> Problem description
In these entries, tally the lines where "black" occurs. Respond with only the count.

> Extracted data entries
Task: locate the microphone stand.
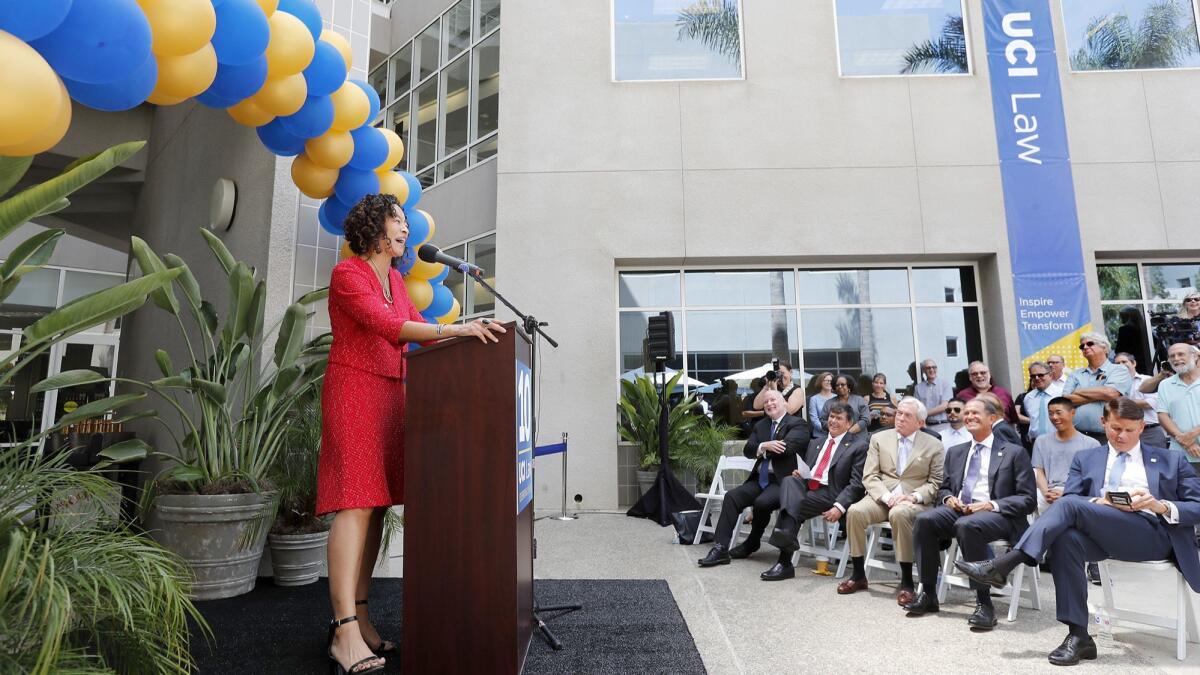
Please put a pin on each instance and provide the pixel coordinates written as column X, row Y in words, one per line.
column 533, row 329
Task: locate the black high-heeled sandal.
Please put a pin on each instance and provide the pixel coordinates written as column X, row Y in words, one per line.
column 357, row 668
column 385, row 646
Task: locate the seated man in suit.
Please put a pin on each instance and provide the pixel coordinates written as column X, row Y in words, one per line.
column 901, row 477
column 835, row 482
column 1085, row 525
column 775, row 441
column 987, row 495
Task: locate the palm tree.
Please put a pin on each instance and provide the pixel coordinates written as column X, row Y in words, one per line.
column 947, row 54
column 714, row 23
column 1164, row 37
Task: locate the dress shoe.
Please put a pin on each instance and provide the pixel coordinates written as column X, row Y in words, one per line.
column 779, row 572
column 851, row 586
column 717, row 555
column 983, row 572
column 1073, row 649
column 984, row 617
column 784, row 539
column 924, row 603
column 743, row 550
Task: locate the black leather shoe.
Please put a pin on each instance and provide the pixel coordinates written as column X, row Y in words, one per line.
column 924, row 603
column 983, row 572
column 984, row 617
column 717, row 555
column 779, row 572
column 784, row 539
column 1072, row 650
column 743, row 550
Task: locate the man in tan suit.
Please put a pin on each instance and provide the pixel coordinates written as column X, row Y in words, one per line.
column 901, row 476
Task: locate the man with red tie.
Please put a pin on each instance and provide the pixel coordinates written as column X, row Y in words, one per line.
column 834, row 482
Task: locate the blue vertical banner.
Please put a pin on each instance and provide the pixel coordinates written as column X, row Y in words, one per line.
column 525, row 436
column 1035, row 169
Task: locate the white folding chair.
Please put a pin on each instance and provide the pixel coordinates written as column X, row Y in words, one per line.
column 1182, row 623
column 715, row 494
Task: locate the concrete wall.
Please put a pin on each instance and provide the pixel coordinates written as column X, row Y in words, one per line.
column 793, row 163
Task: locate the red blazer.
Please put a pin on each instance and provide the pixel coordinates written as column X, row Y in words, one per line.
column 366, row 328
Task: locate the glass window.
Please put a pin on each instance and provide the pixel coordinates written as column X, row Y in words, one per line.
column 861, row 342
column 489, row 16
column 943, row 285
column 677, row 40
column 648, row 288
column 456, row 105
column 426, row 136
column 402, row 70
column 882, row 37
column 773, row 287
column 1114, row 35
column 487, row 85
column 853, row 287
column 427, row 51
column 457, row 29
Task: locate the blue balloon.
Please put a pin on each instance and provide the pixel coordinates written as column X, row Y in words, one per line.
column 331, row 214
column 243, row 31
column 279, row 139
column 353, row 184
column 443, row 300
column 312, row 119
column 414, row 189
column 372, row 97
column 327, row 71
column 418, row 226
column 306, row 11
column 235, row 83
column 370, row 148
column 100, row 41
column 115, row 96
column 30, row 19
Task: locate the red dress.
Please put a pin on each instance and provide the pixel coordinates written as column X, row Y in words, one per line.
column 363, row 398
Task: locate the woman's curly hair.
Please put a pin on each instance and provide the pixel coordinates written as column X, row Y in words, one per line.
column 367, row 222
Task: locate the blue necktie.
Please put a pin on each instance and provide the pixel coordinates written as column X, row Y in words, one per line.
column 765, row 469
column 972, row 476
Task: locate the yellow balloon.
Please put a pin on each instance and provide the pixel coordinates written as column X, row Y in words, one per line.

> Response below
2